----- MATERIAL FOR THIS TASK
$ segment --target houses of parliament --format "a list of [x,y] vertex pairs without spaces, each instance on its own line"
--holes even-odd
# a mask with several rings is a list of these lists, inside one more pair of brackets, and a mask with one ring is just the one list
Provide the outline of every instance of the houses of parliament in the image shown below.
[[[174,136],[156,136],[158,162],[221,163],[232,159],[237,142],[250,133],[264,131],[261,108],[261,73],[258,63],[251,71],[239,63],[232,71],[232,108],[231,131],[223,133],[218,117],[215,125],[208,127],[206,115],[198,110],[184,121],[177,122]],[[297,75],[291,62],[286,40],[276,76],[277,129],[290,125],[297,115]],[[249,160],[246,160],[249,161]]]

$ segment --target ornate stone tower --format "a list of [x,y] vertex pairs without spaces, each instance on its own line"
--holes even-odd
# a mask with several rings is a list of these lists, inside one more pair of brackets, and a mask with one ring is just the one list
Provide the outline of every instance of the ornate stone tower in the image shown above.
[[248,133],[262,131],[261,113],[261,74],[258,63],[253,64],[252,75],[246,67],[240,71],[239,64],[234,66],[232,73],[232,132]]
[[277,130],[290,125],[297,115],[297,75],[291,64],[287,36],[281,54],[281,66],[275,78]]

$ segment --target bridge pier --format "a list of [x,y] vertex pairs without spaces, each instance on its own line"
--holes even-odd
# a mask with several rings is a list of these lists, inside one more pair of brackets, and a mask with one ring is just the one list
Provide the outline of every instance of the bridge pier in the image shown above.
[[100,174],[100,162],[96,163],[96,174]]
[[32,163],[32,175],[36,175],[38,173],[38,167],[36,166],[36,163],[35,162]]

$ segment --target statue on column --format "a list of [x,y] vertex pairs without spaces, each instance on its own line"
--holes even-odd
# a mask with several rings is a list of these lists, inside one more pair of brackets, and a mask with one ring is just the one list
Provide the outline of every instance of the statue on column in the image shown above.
----------
» **WHAT THE EXERCISE ASKS**: Lay out the records from their start through the line containing "Provide the outline of every instance of the houses" as a numbered list, leaving out any blank lines.

» **COMPLETED TASK**:
1. $ segment --target houses of parliament --format "a list of [x,y] vertex pairs without spaces, each instance on its own line"
2. --holes even-odd
3. # a mask with several rings is a list of these lists, inside one more pair of brackets, and a mask with one ring is just the one list
4. Provide the outline of every instance of the houses of parliament in the image shown below.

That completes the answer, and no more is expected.